Data from Jane's All the World's Aircraft 2011/12
- Skyleader 100
Single-seat variant, with optional rectangular or trapezoidal wing planform and powered by a 64 hp Rotax 582 two-stroke engine. Was expected to be marketed starting in 2011 as a kit or complete aircraft.
- KP-2U Skyleader 150
Originally called the Kappa 77 KP-2U Sova. Staggered side-by-side seating.
- KP-2 Skyleader 200
Introduced 1996, with widened cockpit to 120 cm for more elbow room with side-by-side seating. It features retractable landing gear.
- Rapid 200FC
  One-off hydrogen-powered via fuel cell and electric motor Skyleader 150 conversion, first flight 20 May 2010.
- KP-5 Skyleader 500
  S-LSA version, originally the KP-5 Rapid 500. FAA approved July 2005.
- Skyleader 400
Light-sport aircraft version with a gull-winged canopy and re-designed engine cowling, introduced as a "mid-line model". The 400 is also available a purely electric aircraft, powered by an 80 kW electric motor and 145 amp-hour battery pack.

» Input data
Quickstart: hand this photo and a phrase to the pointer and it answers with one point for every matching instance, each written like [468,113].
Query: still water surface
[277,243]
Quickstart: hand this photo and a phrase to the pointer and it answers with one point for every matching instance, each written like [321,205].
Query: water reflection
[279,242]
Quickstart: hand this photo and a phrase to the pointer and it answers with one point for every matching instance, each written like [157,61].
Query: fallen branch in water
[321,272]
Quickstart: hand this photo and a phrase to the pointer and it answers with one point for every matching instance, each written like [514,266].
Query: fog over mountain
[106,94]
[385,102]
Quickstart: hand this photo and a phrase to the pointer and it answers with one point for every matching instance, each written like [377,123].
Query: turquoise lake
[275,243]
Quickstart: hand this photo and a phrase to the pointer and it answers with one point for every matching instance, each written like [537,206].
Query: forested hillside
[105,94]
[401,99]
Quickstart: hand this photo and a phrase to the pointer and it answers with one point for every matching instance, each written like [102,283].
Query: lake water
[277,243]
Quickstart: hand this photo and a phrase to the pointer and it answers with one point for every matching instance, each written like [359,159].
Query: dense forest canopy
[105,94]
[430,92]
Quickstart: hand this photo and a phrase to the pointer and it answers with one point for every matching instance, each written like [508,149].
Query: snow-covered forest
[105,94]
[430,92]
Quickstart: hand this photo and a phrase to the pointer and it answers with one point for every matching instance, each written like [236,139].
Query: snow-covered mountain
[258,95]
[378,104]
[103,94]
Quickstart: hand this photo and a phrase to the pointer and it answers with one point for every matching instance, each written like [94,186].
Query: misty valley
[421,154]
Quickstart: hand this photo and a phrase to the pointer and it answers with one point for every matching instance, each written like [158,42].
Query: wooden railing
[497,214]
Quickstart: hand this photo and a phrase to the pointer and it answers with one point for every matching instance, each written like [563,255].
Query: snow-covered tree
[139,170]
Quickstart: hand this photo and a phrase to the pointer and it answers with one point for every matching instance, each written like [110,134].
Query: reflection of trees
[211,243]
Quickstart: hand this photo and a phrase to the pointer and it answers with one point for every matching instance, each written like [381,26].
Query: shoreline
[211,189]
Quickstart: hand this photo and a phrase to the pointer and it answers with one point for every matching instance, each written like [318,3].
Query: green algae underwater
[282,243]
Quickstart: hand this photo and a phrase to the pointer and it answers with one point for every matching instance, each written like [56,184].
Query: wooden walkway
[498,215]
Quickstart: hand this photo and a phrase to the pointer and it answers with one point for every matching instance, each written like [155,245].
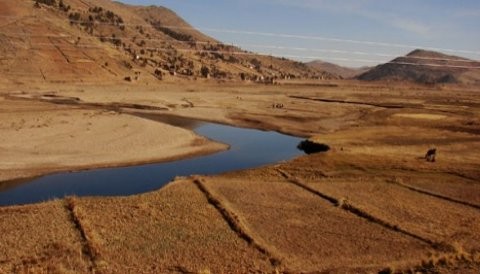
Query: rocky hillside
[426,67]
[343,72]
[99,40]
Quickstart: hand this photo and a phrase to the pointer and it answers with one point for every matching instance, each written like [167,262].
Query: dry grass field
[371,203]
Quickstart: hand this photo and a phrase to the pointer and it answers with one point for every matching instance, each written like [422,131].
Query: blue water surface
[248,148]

» Things to do
1. In the Skyleader variants text, take the part starting at "- KP-5 Skyleader" and ending at "amp-hour battery pack." and write it out with "cowling" changed to "cover".
2. According to the Skyleader variants text, when did the KP-5 Skyleader 500 receive FAA approval?
3. Pick up the Skyleader variants text where it stops and keep it going.
The rows come from a separate source.

» Replies
1.
- KP-5 Skyleader 500
  S-LSA version, originally the KP-5 Rapid 500. FAA approved July 2005.
- Skyleader 400
Light-sport aircraft version with a gull-winged canopy and re-designed engine cover, introduced as a "mid-line model". The 400 is also available a purely electric aircraft, powered by an 80 kW electric motor and 145 amp-hour battery pack.

2. July 2005

3.
- Skyleader 600
Light sport model introduced at AERO Friedrichshafen in 2010. It features a wider 128 cm cockpit, revised wingtips and greater fuel capacity. Engines available include the 80 hp Rotax 912UL, the 100 hp Rotax 912ULS and the turbocharged 115 hp Rotax 914 four-stroke powerplants.

==Accidents and incidents==
In May 2016 a Skyleader 500 crashed in Rhoadesville, Virginia, United States, killing the two occupants of the aircraft. The Galaxy Rescue Systems ballistic parachute had been deployed, but the single front riser failed, leading to the parachute failure. The aircraft had been practicing slow flight and stalls and most likely entered a spin, from which the parachute was deployed. The aircraft was 50 lb over maximum weight at the time of the accident. The GRS parachute model had never been tested in the air on this aircraft design and had only been ground tested once. A new double front riser system is now in use.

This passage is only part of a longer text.